● **EXCERPT PROVIDED**:
After welcomes and introductions, a stirring compilation of the original Stratos’s competition exploits is played on the big screens, the rock ‘n’ roll soundtrack enhanced by the raspy, buzz-saw growl of the Dino V6 swinging the rump of the tiny, mid-engined wedge as it powers along, here on fat asphalt tyres, there on spindly snow tyres, here with bull bars and Alitalia livery, there in Pirelli black and red with a Carello lightpod. Then, with the audience sufficiently roused by the footage, the sound is augmented by the more urgent cry of another Ferrari engine, this one real and fast approaching. In a flurry of downshifts the noise homes right in and then there it is, the new Stratos, driving into the rotunda right in front of us.
Technical highlights?
Wow! What a thing; what a sculpture. It’s Stratos, pure and simple, but on a slightly larger scale, an idea we’ve got used to with remakes of the Mini, Beetle, Camaro and others. Initially I thought it was rather under-played in sober grey-black but closer inspection reveals that beneath the lacquer is a carbonfibre weave that looks very cool indeed.
The shape is bang-on but what marks this out as a top-drawer professional job is the detailing. I adore the way the roof spoiler, which sits up like a supermarket basket handle on the original, is blended into the rear clamshell at its base so that it’s a spoiler on its top edge but forms engine air intakes down its sides. Then there are the rear lights: on the original they are mounted on moulded plastic cups but on the new one the lights (borrowed from the 599) are mounted on mesh grilles. The grilles work as vents too, extracting engine-bay heat, according to Luca Borgogna, Pininfarina’s main designer on the project.

● **WHAT YOU ARE ASKED TO DO**:
In the passage about the new Stratos, what are the rear lights on the new car mounted on?

Stored dataset items:
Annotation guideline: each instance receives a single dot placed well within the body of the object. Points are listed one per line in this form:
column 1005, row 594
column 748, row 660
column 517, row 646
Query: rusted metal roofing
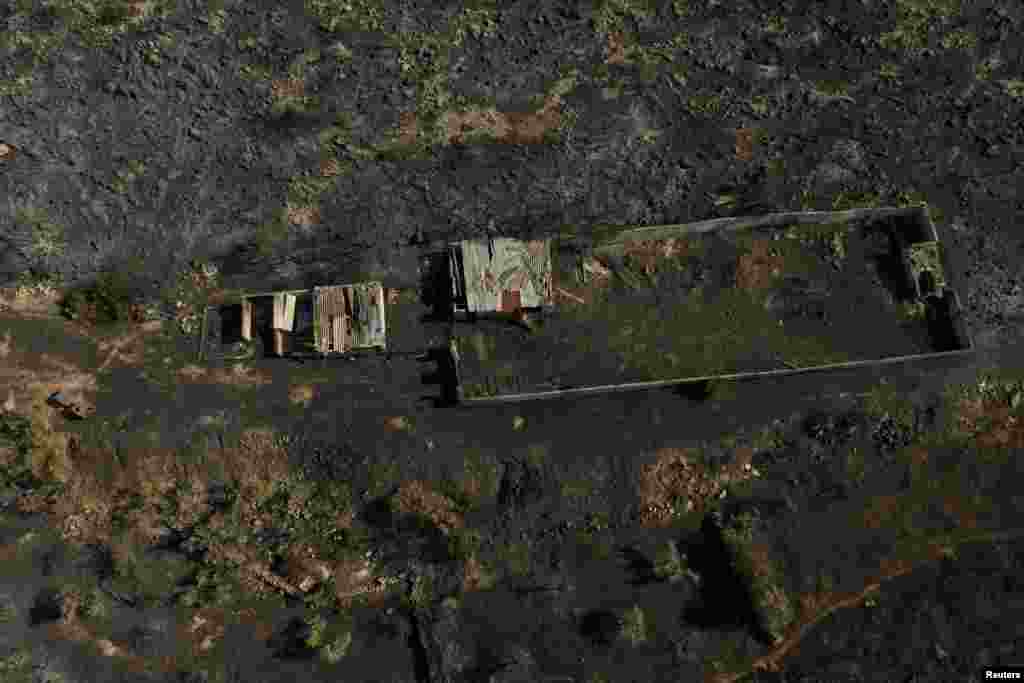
column 284, row 311
column 495, row 363
column 349, row 316
column 505, row 274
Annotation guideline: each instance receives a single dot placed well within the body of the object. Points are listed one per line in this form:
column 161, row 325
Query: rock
column 520, row 667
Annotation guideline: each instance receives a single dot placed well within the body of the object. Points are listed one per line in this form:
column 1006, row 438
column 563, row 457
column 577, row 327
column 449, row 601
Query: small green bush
column 105, row 301
column 634, row 626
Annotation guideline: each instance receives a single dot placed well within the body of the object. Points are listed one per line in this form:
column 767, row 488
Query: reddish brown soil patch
column 758, row 268
column 303, row 216
column 511, row 128
column 288, row 87
column 744, row 143
column 615, row 48
column 676, row 483
column 416, row 498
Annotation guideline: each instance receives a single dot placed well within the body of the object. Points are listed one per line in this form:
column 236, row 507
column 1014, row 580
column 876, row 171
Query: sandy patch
column 240, row 375
column 676, row 483
column 303, row 216
column 511, row 127
column 744, row 143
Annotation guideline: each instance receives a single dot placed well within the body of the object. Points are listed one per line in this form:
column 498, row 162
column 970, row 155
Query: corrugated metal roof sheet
column 350, row 316
column 503, row 272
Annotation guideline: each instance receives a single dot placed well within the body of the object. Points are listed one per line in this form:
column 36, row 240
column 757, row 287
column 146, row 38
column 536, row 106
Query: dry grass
column 676, row 483
column 301, row 394
column 30, row 301
column 239, row 375
column 417, row 498
column 129, row 347
column 649, row 254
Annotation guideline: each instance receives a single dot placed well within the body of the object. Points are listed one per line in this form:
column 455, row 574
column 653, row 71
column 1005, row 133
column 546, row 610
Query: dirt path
column 773, row 660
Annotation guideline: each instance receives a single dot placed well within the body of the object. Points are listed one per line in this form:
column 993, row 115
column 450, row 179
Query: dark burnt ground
column 738, row 302
column 188, row 137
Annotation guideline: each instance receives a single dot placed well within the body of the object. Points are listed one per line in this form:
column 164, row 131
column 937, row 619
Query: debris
column 398, row 423
column 570, row 295
column 71, row 410
column 744, row 143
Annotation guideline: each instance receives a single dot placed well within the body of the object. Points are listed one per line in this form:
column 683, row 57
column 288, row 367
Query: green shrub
column 634, row 626
column 108, row 300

● **COMPLETE OUTPUT**:
Mesh grilles.